[What the task asks] Below is a set of entries. Reproduce exactly the lines from the one containing "Expected: for every instance of the clear" through the end, both included.

[Provided entries]
= = = =

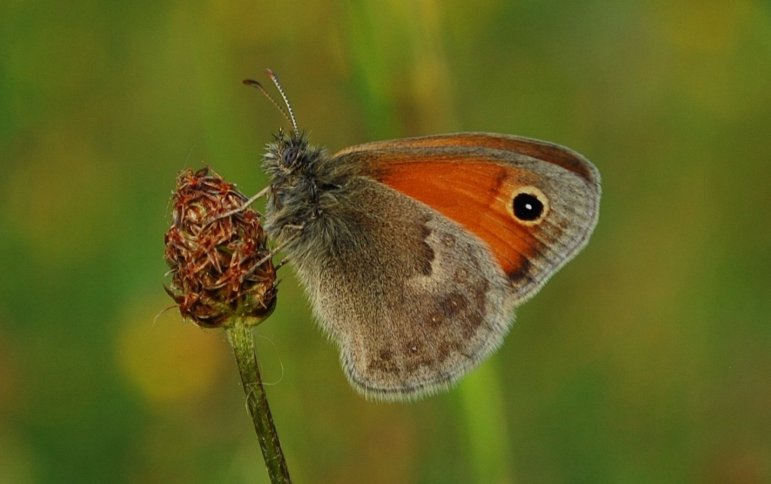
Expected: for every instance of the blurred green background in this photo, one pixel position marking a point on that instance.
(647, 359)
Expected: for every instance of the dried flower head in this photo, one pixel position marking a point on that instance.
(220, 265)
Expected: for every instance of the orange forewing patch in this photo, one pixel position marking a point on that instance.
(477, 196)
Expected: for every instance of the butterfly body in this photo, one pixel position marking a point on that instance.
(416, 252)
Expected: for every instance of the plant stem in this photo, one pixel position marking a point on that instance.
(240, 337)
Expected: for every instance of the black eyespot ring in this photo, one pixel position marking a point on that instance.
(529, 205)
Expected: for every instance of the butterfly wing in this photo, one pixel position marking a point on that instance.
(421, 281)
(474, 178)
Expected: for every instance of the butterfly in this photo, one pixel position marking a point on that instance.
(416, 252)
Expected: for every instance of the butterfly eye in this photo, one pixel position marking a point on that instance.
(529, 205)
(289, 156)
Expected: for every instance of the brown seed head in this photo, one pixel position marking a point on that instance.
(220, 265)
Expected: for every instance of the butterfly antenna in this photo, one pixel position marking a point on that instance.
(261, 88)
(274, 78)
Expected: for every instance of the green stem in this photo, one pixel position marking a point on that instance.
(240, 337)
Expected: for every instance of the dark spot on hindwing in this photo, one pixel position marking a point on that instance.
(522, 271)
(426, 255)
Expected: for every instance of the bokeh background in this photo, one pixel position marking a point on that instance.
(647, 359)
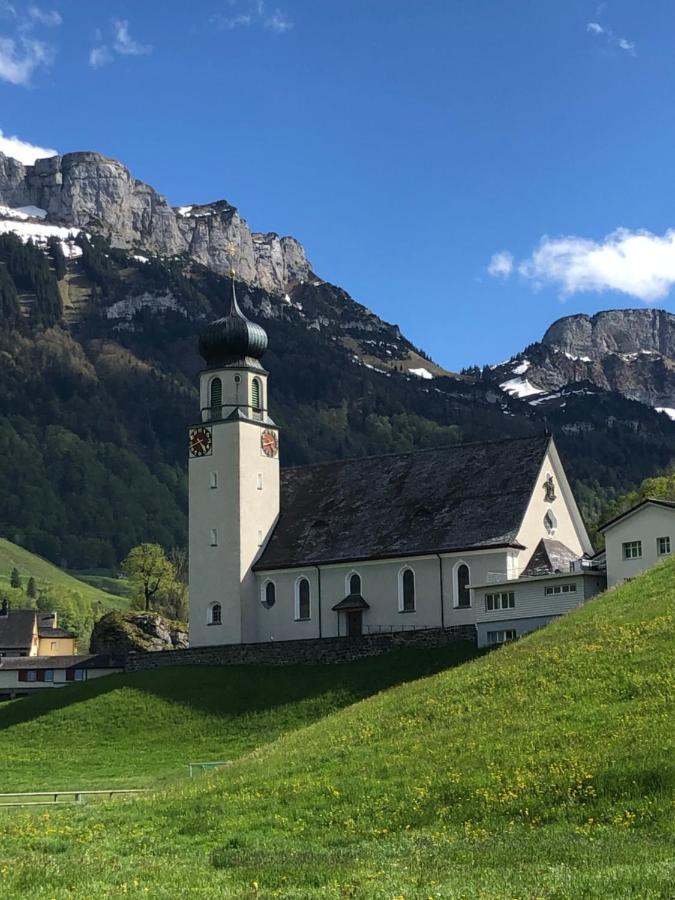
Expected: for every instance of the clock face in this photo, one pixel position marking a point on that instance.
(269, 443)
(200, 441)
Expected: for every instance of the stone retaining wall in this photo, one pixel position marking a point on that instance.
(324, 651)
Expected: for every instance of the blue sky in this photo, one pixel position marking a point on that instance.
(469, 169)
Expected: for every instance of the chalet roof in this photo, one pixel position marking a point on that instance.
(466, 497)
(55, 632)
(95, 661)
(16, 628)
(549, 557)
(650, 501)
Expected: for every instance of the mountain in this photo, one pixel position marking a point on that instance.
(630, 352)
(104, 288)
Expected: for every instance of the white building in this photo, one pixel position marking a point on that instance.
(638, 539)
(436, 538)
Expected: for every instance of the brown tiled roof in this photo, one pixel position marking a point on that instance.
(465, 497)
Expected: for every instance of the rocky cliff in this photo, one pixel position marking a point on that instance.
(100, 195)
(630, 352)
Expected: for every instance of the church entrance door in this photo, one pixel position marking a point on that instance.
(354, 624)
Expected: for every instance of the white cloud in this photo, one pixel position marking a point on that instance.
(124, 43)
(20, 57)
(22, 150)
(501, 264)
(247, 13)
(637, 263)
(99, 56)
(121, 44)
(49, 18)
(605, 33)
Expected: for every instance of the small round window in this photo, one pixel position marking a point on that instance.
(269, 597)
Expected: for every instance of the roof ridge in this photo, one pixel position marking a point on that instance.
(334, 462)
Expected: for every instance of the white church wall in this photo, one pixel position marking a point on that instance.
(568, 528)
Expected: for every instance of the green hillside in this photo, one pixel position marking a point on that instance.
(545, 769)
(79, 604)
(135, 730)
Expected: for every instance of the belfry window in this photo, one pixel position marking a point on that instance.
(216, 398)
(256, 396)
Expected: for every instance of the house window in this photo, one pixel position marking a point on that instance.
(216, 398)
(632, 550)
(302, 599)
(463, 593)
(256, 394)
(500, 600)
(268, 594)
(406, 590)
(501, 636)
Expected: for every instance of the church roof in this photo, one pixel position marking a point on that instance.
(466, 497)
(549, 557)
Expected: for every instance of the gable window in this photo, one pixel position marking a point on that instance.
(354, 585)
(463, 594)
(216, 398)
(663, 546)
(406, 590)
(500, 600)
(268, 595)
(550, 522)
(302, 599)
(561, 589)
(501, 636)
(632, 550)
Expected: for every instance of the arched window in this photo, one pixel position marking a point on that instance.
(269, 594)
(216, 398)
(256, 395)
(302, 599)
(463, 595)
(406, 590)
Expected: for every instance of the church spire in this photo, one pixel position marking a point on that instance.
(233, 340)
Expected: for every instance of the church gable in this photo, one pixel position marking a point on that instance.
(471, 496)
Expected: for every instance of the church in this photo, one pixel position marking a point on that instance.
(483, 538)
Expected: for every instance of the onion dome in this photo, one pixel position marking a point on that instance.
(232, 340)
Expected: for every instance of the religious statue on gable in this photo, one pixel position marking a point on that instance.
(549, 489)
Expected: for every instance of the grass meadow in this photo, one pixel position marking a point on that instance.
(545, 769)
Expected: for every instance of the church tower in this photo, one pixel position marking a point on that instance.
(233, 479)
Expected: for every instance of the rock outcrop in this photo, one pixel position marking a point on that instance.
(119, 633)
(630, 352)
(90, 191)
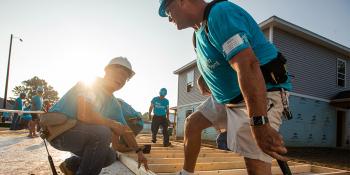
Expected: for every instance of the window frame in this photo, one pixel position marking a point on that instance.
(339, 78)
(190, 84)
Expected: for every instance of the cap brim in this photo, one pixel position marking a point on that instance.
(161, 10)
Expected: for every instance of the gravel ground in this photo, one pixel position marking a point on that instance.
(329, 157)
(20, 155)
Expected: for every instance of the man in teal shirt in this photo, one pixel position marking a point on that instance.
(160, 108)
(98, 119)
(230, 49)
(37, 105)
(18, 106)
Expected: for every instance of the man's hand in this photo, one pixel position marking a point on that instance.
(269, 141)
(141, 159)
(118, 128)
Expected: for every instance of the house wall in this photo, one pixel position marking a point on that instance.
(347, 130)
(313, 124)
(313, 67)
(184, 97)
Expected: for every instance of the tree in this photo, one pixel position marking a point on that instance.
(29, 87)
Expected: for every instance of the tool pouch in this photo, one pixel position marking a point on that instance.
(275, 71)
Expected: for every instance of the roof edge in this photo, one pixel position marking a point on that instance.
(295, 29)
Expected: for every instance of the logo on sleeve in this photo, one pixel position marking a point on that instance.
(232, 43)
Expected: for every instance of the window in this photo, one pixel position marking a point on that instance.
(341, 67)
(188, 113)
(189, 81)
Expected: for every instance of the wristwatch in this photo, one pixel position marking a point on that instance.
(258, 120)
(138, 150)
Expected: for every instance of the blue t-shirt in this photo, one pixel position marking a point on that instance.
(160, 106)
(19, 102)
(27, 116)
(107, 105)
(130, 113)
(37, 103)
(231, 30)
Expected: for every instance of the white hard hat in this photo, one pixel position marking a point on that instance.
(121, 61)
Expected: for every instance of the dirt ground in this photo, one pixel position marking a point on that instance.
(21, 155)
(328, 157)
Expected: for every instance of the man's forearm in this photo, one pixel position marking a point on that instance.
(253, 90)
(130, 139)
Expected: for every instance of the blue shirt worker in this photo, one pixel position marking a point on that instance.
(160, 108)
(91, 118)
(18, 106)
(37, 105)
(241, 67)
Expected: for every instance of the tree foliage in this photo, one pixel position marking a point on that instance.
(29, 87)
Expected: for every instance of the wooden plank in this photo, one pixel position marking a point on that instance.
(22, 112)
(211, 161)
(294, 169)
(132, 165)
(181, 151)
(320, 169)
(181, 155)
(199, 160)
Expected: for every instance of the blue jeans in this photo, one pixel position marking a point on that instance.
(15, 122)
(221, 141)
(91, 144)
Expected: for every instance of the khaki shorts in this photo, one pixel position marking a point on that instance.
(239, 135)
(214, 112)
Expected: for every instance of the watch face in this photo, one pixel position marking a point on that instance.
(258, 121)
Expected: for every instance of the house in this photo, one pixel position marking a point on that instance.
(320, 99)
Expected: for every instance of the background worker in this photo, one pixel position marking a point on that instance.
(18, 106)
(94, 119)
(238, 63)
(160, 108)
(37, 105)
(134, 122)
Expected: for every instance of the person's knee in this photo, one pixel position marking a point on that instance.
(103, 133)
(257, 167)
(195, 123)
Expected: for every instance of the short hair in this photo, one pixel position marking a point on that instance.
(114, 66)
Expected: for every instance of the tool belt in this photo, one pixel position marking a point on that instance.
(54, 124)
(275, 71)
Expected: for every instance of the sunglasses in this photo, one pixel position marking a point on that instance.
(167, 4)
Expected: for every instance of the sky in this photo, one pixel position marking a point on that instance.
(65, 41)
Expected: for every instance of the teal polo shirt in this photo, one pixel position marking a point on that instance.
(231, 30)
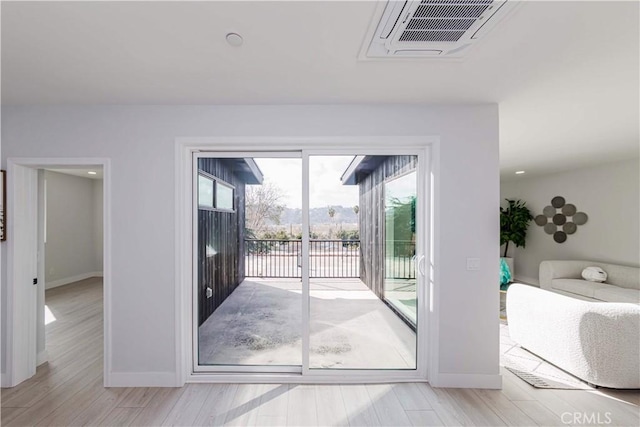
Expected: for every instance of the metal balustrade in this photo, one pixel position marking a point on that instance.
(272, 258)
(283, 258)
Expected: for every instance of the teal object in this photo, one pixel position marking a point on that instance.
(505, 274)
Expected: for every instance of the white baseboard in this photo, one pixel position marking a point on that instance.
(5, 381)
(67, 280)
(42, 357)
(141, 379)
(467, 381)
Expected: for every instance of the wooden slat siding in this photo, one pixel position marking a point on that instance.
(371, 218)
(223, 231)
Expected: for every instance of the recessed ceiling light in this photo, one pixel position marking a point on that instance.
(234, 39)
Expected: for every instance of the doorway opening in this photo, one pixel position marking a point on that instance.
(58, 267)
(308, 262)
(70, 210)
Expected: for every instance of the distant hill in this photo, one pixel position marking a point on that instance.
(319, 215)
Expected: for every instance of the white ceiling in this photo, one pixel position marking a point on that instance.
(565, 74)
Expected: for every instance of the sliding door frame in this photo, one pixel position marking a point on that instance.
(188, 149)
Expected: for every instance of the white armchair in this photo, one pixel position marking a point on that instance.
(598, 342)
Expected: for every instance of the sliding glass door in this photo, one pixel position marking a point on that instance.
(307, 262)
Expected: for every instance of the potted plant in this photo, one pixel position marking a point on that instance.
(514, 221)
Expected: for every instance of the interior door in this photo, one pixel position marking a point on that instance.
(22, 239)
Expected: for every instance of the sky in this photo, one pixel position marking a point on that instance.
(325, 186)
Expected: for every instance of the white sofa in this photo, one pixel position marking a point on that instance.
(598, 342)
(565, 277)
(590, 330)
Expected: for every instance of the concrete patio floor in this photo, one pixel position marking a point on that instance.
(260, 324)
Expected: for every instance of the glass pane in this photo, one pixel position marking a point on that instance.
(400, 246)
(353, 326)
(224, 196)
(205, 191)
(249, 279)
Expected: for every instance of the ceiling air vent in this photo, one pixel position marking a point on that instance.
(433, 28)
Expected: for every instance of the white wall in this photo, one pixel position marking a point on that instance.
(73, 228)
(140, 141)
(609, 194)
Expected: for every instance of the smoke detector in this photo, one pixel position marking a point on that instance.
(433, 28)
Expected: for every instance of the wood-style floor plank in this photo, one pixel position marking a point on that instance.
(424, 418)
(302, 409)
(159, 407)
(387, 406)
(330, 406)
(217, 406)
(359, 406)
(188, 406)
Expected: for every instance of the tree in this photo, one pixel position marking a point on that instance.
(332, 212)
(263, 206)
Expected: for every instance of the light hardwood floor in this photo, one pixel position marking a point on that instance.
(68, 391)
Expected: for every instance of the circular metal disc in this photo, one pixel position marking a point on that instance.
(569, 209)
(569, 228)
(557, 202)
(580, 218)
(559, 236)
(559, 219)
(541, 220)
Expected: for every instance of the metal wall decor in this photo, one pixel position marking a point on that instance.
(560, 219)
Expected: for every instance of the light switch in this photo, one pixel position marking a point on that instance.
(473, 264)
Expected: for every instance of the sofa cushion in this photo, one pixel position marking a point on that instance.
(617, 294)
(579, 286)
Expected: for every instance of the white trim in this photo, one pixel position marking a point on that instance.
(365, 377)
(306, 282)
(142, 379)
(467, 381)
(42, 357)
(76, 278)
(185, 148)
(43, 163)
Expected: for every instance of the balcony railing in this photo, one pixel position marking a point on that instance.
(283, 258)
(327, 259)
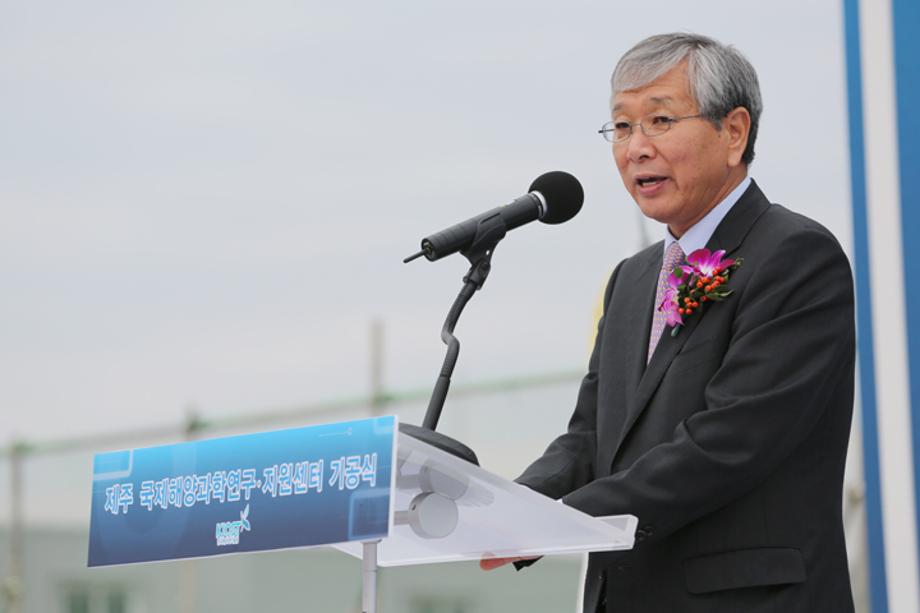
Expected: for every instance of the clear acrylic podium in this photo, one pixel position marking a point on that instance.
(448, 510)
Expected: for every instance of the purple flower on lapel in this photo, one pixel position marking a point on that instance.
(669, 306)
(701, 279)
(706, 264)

= = = =

[Task output]
Expected: for every instance of the clear acrylic podium in this photo, one pixel position marking a point on that instance.
(448, 510)
Expected: for every instance of the purple flower on lapel in this photo, one pixel position marking a point on that instance.
(669, 306)
(701, 279)
(706, 264)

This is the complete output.